Представьте все пункты ниже построчно в виде таблицы Markdown со столбцами «№» (номер строки) и «Строка» (сама строка). Пустые строки в таблицу не включайте.

ПРЕДОСТАВЛЕННЫЕ ПУНКТЫ —
....................

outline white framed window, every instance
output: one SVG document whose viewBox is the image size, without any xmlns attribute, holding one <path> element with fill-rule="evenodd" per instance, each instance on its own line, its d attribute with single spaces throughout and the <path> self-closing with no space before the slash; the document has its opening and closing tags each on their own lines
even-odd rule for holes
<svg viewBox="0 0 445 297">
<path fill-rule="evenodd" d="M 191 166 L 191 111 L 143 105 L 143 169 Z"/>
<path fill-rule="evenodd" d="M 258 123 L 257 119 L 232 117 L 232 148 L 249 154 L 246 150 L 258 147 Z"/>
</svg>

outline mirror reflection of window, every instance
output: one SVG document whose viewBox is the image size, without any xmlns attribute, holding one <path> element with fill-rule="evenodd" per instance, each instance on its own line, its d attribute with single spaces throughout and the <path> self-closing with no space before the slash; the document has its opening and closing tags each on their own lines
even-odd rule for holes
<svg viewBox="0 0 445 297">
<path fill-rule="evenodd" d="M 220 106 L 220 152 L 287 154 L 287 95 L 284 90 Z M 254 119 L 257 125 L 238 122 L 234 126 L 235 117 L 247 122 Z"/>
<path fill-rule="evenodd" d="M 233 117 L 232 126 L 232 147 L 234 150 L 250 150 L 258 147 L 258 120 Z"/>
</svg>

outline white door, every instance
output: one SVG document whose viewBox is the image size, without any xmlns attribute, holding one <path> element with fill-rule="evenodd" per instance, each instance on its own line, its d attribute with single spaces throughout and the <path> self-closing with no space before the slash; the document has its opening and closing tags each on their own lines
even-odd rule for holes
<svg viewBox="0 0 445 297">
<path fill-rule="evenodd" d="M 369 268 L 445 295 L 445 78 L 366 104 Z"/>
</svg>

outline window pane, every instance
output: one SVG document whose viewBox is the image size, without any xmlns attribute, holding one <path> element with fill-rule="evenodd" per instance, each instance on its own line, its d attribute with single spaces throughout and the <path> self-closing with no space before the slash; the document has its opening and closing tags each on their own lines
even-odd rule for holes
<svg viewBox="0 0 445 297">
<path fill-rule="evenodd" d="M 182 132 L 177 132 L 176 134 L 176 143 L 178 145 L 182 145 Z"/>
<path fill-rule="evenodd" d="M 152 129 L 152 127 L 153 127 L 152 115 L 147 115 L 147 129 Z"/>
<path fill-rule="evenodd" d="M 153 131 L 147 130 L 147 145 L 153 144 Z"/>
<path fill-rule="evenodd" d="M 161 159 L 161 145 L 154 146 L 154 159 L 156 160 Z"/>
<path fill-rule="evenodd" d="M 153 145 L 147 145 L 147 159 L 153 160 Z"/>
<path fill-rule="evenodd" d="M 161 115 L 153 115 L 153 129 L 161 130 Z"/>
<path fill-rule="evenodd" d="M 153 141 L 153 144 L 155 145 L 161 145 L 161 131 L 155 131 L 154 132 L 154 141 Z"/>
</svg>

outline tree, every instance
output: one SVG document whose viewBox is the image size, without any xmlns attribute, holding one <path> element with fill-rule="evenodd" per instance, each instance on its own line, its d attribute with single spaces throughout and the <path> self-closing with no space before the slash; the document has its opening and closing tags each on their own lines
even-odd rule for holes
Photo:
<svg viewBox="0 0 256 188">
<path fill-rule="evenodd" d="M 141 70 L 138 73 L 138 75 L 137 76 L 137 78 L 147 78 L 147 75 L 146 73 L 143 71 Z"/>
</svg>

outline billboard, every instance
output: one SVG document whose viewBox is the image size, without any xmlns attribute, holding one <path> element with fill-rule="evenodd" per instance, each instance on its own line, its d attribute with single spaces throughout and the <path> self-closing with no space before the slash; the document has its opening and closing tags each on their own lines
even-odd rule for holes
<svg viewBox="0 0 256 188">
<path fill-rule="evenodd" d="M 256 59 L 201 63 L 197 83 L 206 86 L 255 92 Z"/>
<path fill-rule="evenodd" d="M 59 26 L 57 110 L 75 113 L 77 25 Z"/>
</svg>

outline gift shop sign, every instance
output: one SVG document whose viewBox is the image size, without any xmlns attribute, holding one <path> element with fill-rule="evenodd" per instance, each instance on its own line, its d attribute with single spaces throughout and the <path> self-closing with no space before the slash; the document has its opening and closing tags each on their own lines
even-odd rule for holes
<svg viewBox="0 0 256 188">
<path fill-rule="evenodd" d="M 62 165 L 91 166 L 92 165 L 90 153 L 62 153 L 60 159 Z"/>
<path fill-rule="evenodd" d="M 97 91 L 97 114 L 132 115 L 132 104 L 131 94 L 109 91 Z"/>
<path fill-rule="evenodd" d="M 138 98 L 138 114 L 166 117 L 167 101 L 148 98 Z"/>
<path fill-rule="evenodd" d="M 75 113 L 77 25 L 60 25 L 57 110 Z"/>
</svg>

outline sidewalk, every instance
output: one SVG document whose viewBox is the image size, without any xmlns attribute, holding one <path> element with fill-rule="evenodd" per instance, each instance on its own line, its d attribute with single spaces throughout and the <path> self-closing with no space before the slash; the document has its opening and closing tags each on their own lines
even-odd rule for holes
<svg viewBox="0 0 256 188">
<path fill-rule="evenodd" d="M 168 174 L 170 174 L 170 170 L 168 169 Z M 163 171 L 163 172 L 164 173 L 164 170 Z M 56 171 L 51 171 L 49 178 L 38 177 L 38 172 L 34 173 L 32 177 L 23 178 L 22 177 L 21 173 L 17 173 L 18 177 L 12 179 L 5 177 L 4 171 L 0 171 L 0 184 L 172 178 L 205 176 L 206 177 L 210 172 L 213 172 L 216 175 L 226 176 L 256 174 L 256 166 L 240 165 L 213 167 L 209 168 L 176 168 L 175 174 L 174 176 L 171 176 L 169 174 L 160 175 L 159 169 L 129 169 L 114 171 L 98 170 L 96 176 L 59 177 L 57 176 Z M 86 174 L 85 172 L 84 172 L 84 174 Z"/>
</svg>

....................

РЕЗУЛЬТАТ УПРАЖНЕНИЯ —
| № | Строка |
|---|---|
| 1 | outline white framed window, every instance |
| 2 | output: one SVG document whose viewBox is the image size, without any xmlns attribute, holding one <path> element with fill-rule="evenodd" per instance, each instance on its own line, its d attribute with single spaces throughout and the <path> self-closing with no space before the slash; the document has its opening and closing tags each on their own lines |
| 3 | even-odd rule for holes |
| 4 | <svg viewBox="0 0 445 297"> |
| 5 | <path fill-rule="evenodd" d="M 191 166 L 191 111 L 143 105 L 143 169 Z"/> |
| 6 | <path fill-rule="evenodd" d="M 258 123 L 257 119 L 232 117 L 232 148 L 249 154 L 246 150 L 258 147 Z"/> |
| 7 | </svg> |
| 8 | outline mirror reflection of window, every instance |
| 9 | output: one SVG document whose viewBox is the image size, without any xmlns attribute, holding one <path> element with fill-rule="evenodd" per instance, each instance on its own line, its d attribute with single spaces throughout and the <path> self-closing with no space before the slash; the document has its opening and closing tags each on their own lines |
| 10 | even-odd rule for holes |
| 11 | <svg viewBox="0 0 445 297"> |
| 12 | <path fill-rule="evenodd" d="M 220 106 L 220 152 L 287 154 L 287 95 L 284 90 Z M 254 119 L 257 125 L 238 122 L 234 126 L 235 117 L 247 122 Z"/> |
| 13 | <path fill-rule="evenodd" d="M 233 117 L 232 126 L 232 147 L 234 150 L 250 150 L 258 147 L 258 120 Z"/> |
| 14 | </svg> |
| 15 | outline white door, every instance |
| 16 | output: one SVG document whose viewBox is the image size, without any xmlns attribute, holding one <path> element with fill-rule="evenodd" per instance, each instance on its own line, its d attribute with single spaces throughout and the <path> self-closing with no space before the slash; the document has its opening and closing tags each on their own lines |
| 17 | even-odd rule for holes |
| 18 | <svg viewBox="0 0 445 297"> |
| 19 | <path fill-rule="evenodd" d="M 369 268 L 445 295 L 445 78 L 366 104 Z"/> |
| 20 | </svg> |
| 21 | outline window pane, every instance |
| 22 | output: one SVG document whose viewBox is the image size, without any xmlns attribute, holding one <path> element with fill-rule="evenodd" per instance, each instance on its own line, its d attribute with single spaces throughout and the <path> self-closing with no space before the slash; the document has its opening and closing tags each on their own lines |
| 23 | even-odd rule for holes |
| 24 | <svg viewBox="0 0 445 297"> |
| 25 | <path fill-rule="evenodd" d="M 182 132 L 177 132 L 176 134 L 176 143 L 178 145 L 182 145 Z"/> |
| 26 | <path fill-rule="evenodd" d="M 152 129 L 152 127 L 153 127 L 152 115 L 147 115 L 147 129 Z"/> |
| 27 | <path fill-rule="evenodd" d="M 153 131 L 147 130 L 147 145 L 153 144 Z"/> |
| 28 | <path fill-rule="evenodd" d="M 161 159 L 161 145 L 154 146 L 154 159 L 156 160 Z"/> |
| 29 | <path fill-rule="evenodd" d="M 153 145 L 147 145 L 147 159 L 153 160 Z"/> |
| 30 | <path fill-rule="evenodd" d="M 161 115 L 153 115 L 153 129 L 161 130 Z"/> |
| 31 | <path fill-rule="evenodd" d="M 153 141 L 153 144 L 155 145 L 161 145 L 161 131 L 155 131 L 154 132 L 154 141 Z"/> |
| 32 | </svg> |
| 33 | outline tree, every instance |
| 34 | output: one SVG document whose viewBox is the image size, without any xmlns attribute, holding one <path> element with fill-rule="evenodd" per instance, each instance on its own line, its d attribute with single spaces throughout and the <path> self-closing with no space before the slash; the document has its opening and closing tags each on their own lines |
| 35 | even-odd rule for holes |
| 36 | Photo: |
| 37 | <svg viewBox="0 0 256 188"> |
| 38 | <path fill-rule="evenodd" d="M 141 70 L 138 73 L 138 75 L 137 76 L 137 78 L 147 78 L 147 75 L 146 73 L 143 71 Z"/> |
| 39 | </svg> |
| 40 | outline billboard, every instance |
| 41 | output: one SVG document whose viewBox is the image size, without any xmlns attribute, holding one <path> element with fill-rule="evenodd" per instance, each instance on its own line, its d attribute with single spaces throughout and the <path> self-closing with no space before the slash; the document has its opening and closing tags each on their own lines |
| 42 | even-odd rule for holes |
| 43 | <svg viewBox="0 0 256 188"> |
| 44 | <path fill-rule="evenodd" d="M 256 59 L 201 63 L 197 83 L 206 86 L 255 92 Z"/> |
| 45 | <path fill-rule="evenodd" d="M 59 26 L 57 110 L 75 113 L 77 25 Z"/> |
| 46 | </svg> |
| 47 | outline gift shop sign, every instance |
| 48 | output: one SVG document whose viewBox is the image size, without any xmlns attribute, holding one <path> element with fill-rule="evenodd" per instance, each instance on its own line, its d attribute with single spaces throughout and the <path> self-closing with no space before the slash; the document has its opening and closing tags each on their own lines |
| 49 | even-odd rule for holes |
| 50 | <svg viewBox="0 0 256 188"> |
| 51 | <path fill-rule="evenodd" d="M 62 165 L 91 166 L 92 165 L 90 153 L 62 153 L 60 159 Z"/> |
| 52 | <path fill-rule="evenodd" d="M 97 91 L 97 114 L 132 115 L 132 104 L 131 94 L 109 91 Z"/> |
| 53 | <path fill-rule="evenodd" d="M 138 98 L 138 114 L 166 117 L 167 101 L 148 98 Z"/> |
| 54 | <path fill-rule="evenodd" d="M 75 113 L 77 25 L 60 25 L 57 110 Z"/> |
| 55 | </svg> |
| 56 | outline sidewalk, every instance |
| 57 | output: one SVG document whose viewBox is the image size, without any xmlns attribute, holding one <path> element with fill-rule="evenodd" per instance, each instance on its own line, its d attribute with single spaces throughout and the <path> self-closing with no space before the slash; the document has its opening and closing tags each on their own lines |
| 58 | even-odd rule for holes |
| 59 | <svg viewBox="0 0 256 188"> |
| 60 | <path fill-rule="evenodd" d="M 168 174 L 170 174 L 170 170 L 168 169 Z M 163 171 L 163 172 L 164 173 L 164 170 Z M 56 171 L 51 171 L 49 178 L 38 177 L 38 172 L 34 173 L 32 177 L 23 178 L 22 177 L 21 173 L 17 173 L 18 177 L 12 179 L 5 177 L 4 171 L 0 171 L 0 184 L 172 178 L 205 176 L 206 177 L 210 172 L 213 172 L 216 175 L 226 176 L 256 174 L 256 166 L 240 165 L 213 167 L 209 168 L 176 168 L 175 174 L 174 176 L 171 176 L 169 174 L 160 175 L 159 169 L 129 169 L 114 171 L 98 170 L 96 176 L 59 177 L 57 176 Z M 86 174 L 85 172 L 84 172 L 84 174 Z"/> |
| 61 | </svg> |